-------- PAGE EXCERPT --------

An example might be helpful. There is a debate going on in some Thelemic circles on whether the Law of Thelema is compatible with the political agenda of the Alt Right, particularly its open hostility toward homosexuality. Alt Right leaning Thelemites argue it is their Will to oppose the sexual freedoms of gays and lesbians, and since Will is the whole of the law that’s the only justification needed. I’m not a Thelemite, so I can’t answer whether that’s an accurate understanding of Crowley’s system, but any attempt to curtail the freedoms of gays and lesbians is definitively not something a Diabolist can claim is ever Satan or Lilith’s will, because it seeks to destroy sexual diversity and denies personal liberty to others.

-------- MATERIAL SHOWN --------

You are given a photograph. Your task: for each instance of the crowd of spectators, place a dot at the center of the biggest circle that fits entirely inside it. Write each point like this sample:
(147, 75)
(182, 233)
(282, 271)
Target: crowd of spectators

--------

# WORK TASK:
Transcribe the passage on Thelema and the Alt Right in full, word for word. The entries come from a different source than the text.

# REPLY:
An example might be helpful. There is a debate going on in some Thelemic circles on whether the Law of Thelema is compatible with the political agenda of the Alt Right, particularly its open hostility toward homosexuality. Alt Right leaning Thelemites argue it is their Will to oppose the sexual freedoms of gays and lesbians, and since Will is the whole of the law that’s the only justification needed. I’m not a Thelemite, so I can’t answer whether that’s an accurate understanding of Crowley’s system, but any attempt to curtail the freedoms of gays and lesbians is definitively not something a Diabolist can claim is ever Satan or Lilith’s will, because it seeks to destroy sexual diversity and denies personal liberty to others.